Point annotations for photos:
▽
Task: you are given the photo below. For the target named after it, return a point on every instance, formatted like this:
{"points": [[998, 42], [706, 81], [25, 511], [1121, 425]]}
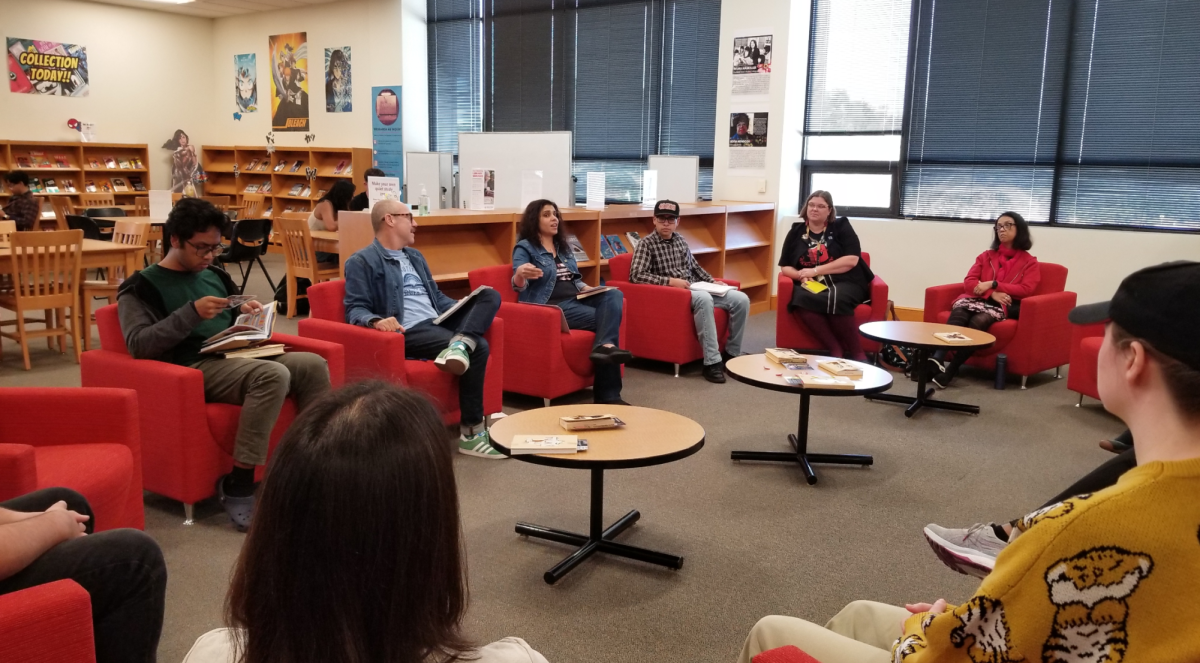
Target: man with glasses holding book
{"points": [[169, 309]]}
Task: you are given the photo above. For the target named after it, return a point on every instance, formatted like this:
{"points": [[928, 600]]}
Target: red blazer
{"points": [[1021, 280]]}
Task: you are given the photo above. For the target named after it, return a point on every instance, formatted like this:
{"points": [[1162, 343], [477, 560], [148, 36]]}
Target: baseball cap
{"points": [[666, 208], [1159, 304]]}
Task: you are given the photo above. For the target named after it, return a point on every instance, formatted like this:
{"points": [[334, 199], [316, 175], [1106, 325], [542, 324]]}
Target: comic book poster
{"points": [[339, 83], [42, 67], [289, 82], [245, 83]]}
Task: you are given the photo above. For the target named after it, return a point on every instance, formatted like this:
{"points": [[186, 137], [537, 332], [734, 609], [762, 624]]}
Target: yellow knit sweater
{"points": [[1104, 578]]}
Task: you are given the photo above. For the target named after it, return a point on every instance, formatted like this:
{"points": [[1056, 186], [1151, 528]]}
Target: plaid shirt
{"points": [[24, 209], [657, 260]]}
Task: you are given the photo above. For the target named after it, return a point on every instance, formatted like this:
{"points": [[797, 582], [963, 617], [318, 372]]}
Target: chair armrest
{"points": [[18, 471], [940, 298], [369, 353], [47, 622], [333, 353]]}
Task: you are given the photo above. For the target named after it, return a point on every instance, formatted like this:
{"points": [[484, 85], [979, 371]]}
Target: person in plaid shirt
{"points": [[663, 258], [23, 208]]}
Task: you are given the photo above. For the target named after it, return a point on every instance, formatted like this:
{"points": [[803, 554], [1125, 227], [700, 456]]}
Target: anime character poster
{"points": [[289, 82], [245, 82], [42, 67], [339, 83]]}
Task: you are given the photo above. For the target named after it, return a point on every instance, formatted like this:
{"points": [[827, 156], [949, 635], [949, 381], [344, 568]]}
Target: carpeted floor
{"points": [[755, 537]]}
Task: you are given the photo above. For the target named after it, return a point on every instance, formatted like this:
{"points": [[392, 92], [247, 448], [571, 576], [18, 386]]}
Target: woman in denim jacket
{"points": [[544, 272]]}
△
### Exercise
Print each of the records above exactly as written, leaving no picture in the copy.

### Problem solution
Task: you are given the photo below. For the target named after it, return a point on every instance, formatted like this:
{"points": [[998, 42], [706, 81], [25, 511], [1121, 425]]}
Target: man with glasses holding book
{"points": [[169, 309]]}
Task: you are given the photo above. For the target named after it, return a point on every instance, formatted like this:
{"points": [[928, 600]]}
Target: red blazer
{"points": [[1021, 280]]}
Task: you are given the photo above. For the target named after it, return a point on every instance, formatted like this:
{"points": [[1162, 343], [477, 560], [148, 36]]}
Target: baseball cap
{"points": [[666, 208], [1159, 304]]}
Task: you are given the photo above. For the target named after it, return a point on every instance, formatted like this:
{"points": [[334, 199], [316, 175], [1106, 325], [542, 324]]}
Target: comic book poster
{"points": [[339, 83], [42, 67], [289, 82], [245, 83]]}
Task: you are given the photo above. For the target named after it, return a point on every instance, formatted like this:
{"points": [[186, 137], [537, 332], [734, 609], [762, 624]]}
Target: yellow knit sweater
{"points": [[1104, 578]]}
Task: you are given the photo above. For the target named after it, return a point on every instance, formatted like this:
{"points": [[1056, 186], [1151, 528]]}
Target: plaid shirt
{"points": [[24, 209], [657, 260]]}
Task: you are given the photo above. For the target named after it, return a point on every instance, formatted like this:
{"points": [[797, 582], [963, 617], [318, 372]]}
Target: chair armrest
{"points": [[18, 471], [940, 298], [369, 353], [47, 622], [333, 353]]}
Task: you are given the photo above. For the target named after it, return a point on every instance, formatted like this:
{"points": [[484, 85], [979, 371]]}
Target: person in plaid shirt
{"points": [[663, 258], [23, 208]]}
Task: you are given the photo above. For the target named after it, return a point on every instance, formatted like this:
{"points": [[803, 554], [1125, 227], [700, 456]]}
Target: anime character poster
{"points": [[289, 82], [245, 82], [42, 67], [339, 83]]}
Task: you are given the photo above. For the target named after it, return a point on every instance, formatted like this:
{"points": [[827, 156], [949, 635], [949, 381], [344, 568]]}
Target: carpeted floor
{"points": [[755, 537]]}
Task: you are given the photo above. For the target named after it, return a point on every instance, formatted like this:
{"points": [[392, 92], [247, 448], [571, 576], [18, 386]]}
Target: woman in denim jacket
{"points": [[544, 272]]}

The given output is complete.